(Dataset entries)

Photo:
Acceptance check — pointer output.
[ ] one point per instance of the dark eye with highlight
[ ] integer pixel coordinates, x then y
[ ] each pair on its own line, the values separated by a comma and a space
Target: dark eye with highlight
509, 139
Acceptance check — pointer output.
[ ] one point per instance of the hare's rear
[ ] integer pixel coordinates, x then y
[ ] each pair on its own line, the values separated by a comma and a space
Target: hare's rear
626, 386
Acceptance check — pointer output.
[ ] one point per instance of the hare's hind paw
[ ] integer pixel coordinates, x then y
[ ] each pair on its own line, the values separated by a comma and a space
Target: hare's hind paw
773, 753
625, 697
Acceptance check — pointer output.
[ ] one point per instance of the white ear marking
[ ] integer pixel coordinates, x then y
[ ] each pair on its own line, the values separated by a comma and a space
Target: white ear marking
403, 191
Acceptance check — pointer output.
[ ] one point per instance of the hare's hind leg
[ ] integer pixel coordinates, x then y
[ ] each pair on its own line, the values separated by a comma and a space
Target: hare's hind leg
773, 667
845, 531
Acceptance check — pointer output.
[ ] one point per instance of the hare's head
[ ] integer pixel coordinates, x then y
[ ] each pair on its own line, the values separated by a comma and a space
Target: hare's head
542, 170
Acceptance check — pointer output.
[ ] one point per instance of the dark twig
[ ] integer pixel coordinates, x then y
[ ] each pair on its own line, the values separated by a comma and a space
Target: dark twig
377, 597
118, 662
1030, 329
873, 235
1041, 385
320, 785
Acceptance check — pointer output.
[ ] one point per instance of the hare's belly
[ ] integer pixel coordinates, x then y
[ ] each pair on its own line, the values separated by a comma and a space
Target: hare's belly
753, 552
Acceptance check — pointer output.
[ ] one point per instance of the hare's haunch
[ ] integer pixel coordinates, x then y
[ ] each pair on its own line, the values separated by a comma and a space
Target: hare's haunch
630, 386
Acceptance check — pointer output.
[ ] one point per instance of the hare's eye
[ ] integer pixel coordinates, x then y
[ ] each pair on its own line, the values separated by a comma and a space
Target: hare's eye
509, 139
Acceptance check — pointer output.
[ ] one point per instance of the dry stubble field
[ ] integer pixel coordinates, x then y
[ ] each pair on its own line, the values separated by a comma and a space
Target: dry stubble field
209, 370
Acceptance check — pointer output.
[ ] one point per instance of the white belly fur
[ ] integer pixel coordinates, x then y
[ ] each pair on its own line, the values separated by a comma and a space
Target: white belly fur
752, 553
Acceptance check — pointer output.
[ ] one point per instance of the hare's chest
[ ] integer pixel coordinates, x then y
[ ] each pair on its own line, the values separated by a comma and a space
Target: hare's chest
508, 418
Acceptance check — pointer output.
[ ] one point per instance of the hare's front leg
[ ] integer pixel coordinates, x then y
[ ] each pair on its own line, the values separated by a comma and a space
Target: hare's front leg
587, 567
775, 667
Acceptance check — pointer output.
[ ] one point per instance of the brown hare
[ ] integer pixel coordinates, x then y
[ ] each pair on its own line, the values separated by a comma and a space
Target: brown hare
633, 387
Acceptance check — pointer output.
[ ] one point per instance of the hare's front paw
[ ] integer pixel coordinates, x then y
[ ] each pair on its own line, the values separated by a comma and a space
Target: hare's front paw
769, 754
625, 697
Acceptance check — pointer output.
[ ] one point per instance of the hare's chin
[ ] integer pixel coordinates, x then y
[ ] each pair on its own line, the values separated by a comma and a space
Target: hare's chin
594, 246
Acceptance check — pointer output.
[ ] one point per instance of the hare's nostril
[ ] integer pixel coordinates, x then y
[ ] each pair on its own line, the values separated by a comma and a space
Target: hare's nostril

Required work:
For each line in the data that contains the string "nostril", give a copy of that line.

Solution to the exercise:
[ ] one point per instance of the hare's nostril
Target: hare's nostril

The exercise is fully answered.